Within the listing below, please show every line carrying the string "green".

→ The data
-- Opening Marker --

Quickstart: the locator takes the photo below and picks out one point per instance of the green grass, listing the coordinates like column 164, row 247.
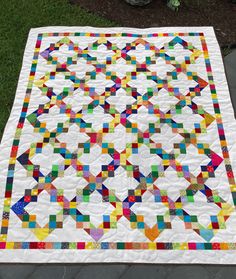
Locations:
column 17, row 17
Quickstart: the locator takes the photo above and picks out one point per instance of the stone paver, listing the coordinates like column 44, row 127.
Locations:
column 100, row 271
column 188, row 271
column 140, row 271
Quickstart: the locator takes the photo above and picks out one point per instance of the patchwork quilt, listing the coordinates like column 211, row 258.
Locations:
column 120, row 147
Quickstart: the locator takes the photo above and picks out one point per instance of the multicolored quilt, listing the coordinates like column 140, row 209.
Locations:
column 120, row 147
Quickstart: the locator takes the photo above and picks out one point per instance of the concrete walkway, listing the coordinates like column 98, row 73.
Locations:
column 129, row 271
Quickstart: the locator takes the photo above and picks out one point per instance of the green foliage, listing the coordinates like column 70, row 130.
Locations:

-- Closing Marker --
-- Opening Marker --

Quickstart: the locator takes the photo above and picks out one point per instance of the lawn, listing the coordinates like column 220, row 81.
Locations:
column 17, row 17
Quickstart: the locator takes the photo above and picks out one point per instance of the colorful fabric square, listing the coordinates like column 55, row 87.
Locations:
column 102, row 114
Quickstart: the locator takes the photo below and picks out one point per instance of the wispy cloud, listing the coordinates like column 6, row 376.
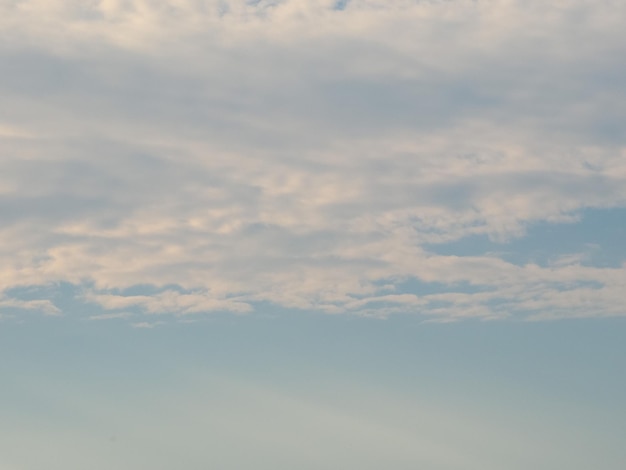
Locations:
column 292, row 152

-- Closing Marker --

→ Response
Quickstart: the locator takes the photo below and picks out one point per instance of the green grass, listing the coordinates like column 164, row 247.
Quickstart: the locator takes the photo above and picks out one point per instance of the green foliage, listing the coordinates like column 70, row 130.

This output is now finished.